◆ **Task requirements**: Edit the listing below by replacing every "jackal's" with "animal's" and leaving everything else unchanged.

** START Stored records **

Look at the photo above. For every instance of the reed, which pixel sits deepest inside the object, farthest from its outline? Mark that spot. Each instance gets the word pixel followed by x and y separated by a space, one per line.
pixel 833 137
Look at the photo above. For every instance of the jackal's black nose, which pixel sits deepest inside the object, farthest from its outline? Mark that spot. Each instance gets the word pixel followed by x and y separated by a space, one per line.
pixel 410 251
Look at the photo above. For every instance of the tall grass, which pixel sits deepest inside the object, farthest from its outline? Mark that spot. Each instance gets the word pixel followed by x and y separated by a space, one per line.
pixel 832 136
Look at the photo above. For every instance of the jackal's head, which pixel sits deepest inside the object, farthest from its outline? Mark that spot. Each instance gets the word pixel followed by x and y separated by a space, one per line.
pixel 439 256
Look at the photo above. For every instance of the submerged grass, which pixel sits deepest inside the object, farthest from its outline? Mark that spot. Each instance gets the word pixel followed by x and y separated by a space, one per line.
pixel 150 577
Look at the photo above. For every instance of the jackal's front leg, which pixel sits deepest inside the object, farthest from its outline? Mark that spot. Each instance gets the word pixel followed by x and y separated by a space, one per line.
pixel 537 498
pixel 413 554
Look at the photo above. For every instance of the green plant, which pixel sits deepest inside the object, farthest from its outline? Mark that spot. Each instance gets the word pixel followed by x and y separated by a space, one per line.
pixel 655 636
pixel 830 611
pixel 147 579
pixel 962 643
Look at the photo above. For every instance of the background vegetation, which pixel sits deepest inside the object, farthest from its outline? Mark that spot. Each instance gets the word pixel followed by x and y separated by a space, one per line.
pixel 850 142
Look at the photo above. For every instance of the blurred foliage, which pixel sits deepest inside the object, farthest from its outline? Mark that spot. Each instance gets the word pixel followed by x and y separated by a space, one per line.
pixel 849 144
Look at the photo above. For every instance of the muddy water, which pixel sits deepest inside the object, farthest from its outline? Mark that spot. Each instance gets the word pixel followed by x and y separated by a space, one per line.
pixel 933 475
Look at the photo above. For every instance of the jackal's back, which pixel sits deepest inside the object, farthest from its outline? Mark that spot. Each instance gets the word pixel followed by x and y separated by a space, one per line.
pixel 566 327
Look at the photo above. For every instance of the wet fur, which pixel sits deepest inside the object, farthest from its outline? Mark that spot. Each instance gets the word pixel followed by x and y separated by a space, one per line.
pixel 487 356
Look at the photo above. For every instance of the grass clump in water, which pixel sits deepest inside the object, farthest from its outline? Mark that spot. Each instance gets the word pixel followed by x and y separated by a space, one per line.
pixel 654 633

** END Stored records **

◆ **Answer for the task**:
Look at the photo above. For every instance of the reed, which pixel sits deepest inside the object, farthest from its outline? Mark that spot. Each instance gets the word pixel followed by x and y separated by a space, one per line.
pixel 833 137
Look at the photo above. For every instance of the animal's black nose, which pixel sits deepest inside the object, farthest from its outline? Mark that spot. Each instance gets the word pixel followed by x and y separated by a space, one per line.
pixel 410 251
Look at the photo above. For every instance of the tall grass, which pixel sits deepest inside the object, farthest from its outline? Mark that spot. Each instance gets the word pixel followed by x and y separated by a space, one per line.
pixel 832 136
Look at the photo above. For every instance of the animal's head, which pixel sits deepest inside the object, farthest from its outline? Mark that spot. Each instance gets the word pixel followed by x and y separated by a space, one per line.
pixel 439 256
Look at the photo above. For every instance of the submerged grass, which pixel sits deepest inside the object, farthest from its outline? Mark that spot. Each instance gets the word pixel followed by x and y separated by a space, one per line.
pixel 150 577
Look at the photo above. For every instance of the animal's front leg, which pixel sits deepest inside the object, farthest from its outline? Mark that spot. Each instance gets the word pixel followed by x and y separated by a space, one per line.
pixel 537 498
pixel 413 554
Look at the photo above. For every instance of the green plant, which pixel sits deepest inside the object, farthest from its outline? Mark that spot. Each instance gets the word pixel followed by x and y separated by a space, one per line.
pixel 655 636
pixel 830 611
pixel 147 579
pixel 962 643
Look at the photo above. For every instance of the background vegetation, which pixel sits deepest inside the object, farthest from its outline? Mark that spot. Each instance gets the word pixel followed by x and y separated by a space, one per line.
pixel 850 142
Look at the photo above. For every instance of the blurred foliage, which pixel sits deepest inside the object, farthest from its outline? Mark that spot. Each instance gets the word pixel followed by x and y separated by a space, one per line.
pixel 849 144
Look at the photo above. For every instance of the muddy water, which pixel sits deepest inside the object, farthest from its outline? Mark that spot. Each instance gets the word pixel followed by x and y separated by a space, one per line.
pixel 933 475
Look at the photo above. For every instance of the animal's back, which pixel sits deepest inside the object, farthest from its outline? Mark that spot. Each instance gets the word pixel followed by x and y separated by a space, one per line.
pixel 566 327
Look at the photo above. For every instance of the wet fur, which pixel sits deepest inside the object, farthest from its outline? Mark that spot. Each instance gets the word pixel followed by x and y separated by a space, one per line.
pixel 487 356
Look at the photo above. For every instance of the grass clump in water, which pixel sits deepest inside the object, farthest from its outline? Mark that spot. Each instance gets the word pixel followed by x and y separated by a space, one per line.
pixel 654 633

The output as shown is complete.